» **Text extract**:
* * *

Re: [PATCH v3 1/3] usb: ucsi: Add missing ppm_lock

From: Heikki Krogerus
Date: Wed Jan 24 2024 - 08:08:46 EST


On Wed, Jan 24, 2024 at 01:04:06PM +0100, Christian A. Ehrhardt wrote:
>
> Hi Heikki,
>
> Thanks for looking into this.
>
> On Wed, Jan 24, 2024 at 10:09:04AM +0200, Heikki Krogerus wrote:
> > On Sun, Jan 21, 2024 at 09:41:21PM +0100, Christian A. Ehrhardt wrote:
> > > Calling ->sync_write must be done while holding the PPM lock as
> > > the mailbox logic does not support concurrent commands.
> > >
> > > At least since the addition of partner task this means that
> > > ucsi_acknowledge_connector_change should be called with the
> > > PPM lock held as it calls ->sync_write.
> > >
> > > Thus protect the only call to ucsi_acknowledge_connector_change
> > > with the PPM. All other calls to ->sync_write already happen
> > > under the PPM lock.
> > >
> > > Fixes: b9aa02ca39a4 ("usb: typec: ucsi: Add polling mechanism for partner tasks like alt mode checking")
> > > Cc: stable@xxxxxxxxxxxxxxx
> > > Signed-off-by: Christian A. Ehrhardt <lk@xxxxxxx>
> > > ---
> > > drivers/usb/typec/ucsi/ucsi.c | 2 ++
> > > 1 file changed, 2 insertions(+)
> > >
> > > diff --git a/drivers/usb/typec/ucsi/ucsi.c b/drivers/usb/typec/ucsi/ucsi.c
> > > index 61b64558f96c..8f9dff993b3d 100644
> > > --- a/drivers/usb/typec/ucsi/ucsi.c
> > > +++ b/drivers/usb/typec/ucsi/ucsi.c
> > > @@ -935,7 +935,9 @@ static void ucsi_handle_connector_change(struct work_struct *work)
> > >
> > > clear_bit(EVENT_PENDING, &con->ucsi->flags);
> > >
> > > + mutex_lock(&ucsi->ppm_lock);
> > > ret = ucsi_acknowledge_connector_change(ucsi);
> > > + mutex_unlock(&ucsi->ppm_lock);
> > > if (ret)
> > > dev_err(ucsi->dev, "%s: ACK failed (%d)", __func__, ret);
> >
> > Is this really actually fixing some issue? The function has already
> > taken the connector lock, so what exactly could happen without this?
>
> I've definitely _seen_ issues with the quirk from PATCH 3/3 if the
> lock is missing. I'm pretty sure from looking at the code that races
> with other connectors can happen without the quirk, too.
>
> The PPM lock protects the Mailbox and the ACK_PENDING/COMMAND_PENDING
> bits and I could observe cases where ucsi_acpi_sync_write() was entered
> with the COMMAND_PENDING bit already set. One possible sequence is this:
>
> ucsi_connector_change() for connector #1
> => schedules partner tasks
> => Acks the connector change
> => Releases locks
> ucsi_connecotr_change() for connector #2
> => acquire con lock for #2
> => Start to process connector state change
> => Processing reaches the point right before
> ucsi_acknowledge_connector_change()
> Connector #1 workqueue starts to process one of the partner tasks
> => Acquire con lock for connector #1
> => Acquire ppm lock
> => Enter ucsi_exec_command()
> => ->sync_write() starts to use the mailbox and sets
> COMMAND_PENDING
> => ->sync_write blocks waiting for the command completion
> with wait_for_completion_timeout().
> ucsi_connector_change() for connector #2 continues
> => execute ucsi_acknowledge_connector_change() and start using
> the mailbox that is still in use.
> => BOOM
>
> There is a simpler an much more likely sequence with the dell quirk active.

Okay.

Reviewed-by: Heikki Krogerus <heikki.krogerus@xxxxxxxxxxxxxxx>

--
heikki

* * *

» **Data section**:
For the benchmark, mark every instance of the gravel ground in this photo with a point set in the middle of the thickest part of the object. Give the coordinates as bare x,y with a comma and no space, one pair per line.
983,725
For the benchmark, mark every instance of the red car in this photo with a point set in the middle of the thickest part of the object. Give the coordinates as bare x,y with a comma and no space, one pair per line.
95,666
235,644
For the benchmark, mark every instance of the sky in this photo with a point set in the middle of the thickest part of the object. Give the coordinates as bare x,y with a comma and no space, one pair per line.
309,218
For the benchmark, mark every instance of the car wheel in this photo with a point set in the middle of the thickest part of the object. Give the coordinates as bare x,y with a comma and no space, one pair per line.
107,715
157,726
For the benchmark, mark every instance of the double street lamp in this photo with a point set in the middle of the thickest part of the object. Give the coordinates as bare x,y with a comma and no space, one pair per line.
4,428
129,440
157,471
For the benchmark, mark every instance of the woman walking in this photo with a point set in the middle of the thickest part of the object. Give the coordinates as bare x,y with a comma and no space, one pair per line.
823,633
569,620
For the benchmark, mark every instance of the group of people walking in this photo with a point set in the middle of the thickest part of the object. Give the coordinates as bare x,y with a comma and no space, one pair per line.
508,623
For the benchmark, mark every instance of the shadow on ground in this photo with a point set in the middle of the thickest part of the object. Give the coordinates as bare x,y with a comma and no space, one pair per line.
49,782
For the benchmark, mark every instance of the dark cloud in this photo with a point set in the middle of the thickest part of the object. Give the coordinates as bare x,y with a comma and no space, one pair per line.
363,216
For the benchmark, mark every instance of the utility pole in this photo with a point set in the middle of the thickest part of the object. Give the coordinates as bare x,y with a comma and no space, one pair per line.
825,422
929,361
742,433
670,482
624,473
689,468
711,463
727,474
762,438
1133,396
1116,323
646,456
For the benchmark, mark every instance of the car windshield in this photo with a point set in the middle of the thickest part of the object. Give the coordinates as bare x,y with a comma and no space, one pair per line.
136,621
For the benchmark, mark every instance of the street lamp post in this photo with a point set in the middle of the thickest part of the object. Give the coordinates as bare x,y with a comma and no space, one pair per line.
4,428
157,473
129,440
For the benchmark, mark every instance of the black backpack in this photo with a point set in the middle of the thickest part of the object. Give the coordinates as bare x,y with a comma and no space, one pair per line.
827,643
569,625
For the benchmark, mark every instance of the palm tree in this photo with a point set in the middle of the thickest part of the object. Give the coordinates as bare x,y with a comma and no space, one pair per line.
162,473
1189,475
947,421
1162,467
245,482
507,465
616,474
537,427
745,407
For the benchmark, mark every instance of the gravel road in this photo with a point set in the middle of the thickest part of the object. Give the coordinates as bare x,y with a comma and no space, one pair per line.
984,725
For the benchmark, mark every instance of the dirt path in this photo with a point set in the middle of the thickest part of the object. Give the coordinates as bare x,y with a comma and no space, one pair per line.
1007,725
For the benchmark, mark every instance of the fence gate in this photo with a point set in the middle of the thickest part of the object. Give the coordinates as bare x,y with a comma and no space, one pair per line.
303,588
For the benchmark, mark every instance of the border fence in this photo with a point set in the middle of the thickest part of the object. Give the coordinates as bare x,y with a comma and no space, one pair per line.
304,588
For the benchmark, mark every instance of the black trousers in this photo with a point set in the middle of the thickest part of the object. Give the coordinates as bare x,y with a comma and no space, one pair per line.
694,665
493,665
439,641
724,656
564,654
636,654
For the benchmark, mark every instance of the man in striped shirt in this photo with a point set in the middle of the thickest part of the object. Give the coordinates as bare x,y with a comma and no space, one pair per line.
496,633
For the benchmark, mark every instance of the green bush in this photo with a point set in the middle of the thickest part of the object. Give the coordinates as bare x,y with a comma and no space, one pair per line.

* * *

Reproduce the ppm_lock patch thread word for word, from "From: Heikki Krogerus" up to and including "looking into this.". The records aren't needed here.

From: Heikki Krogerus
Date: Wed Jan 24 2024 - 08:08:46 EST


On Wed, Jan 24, 2024 at 01:04:06PM +0100, Christian A. Ehrhardt wrote:
>
> Hi Heikki,
>
> Thanks for looking into this.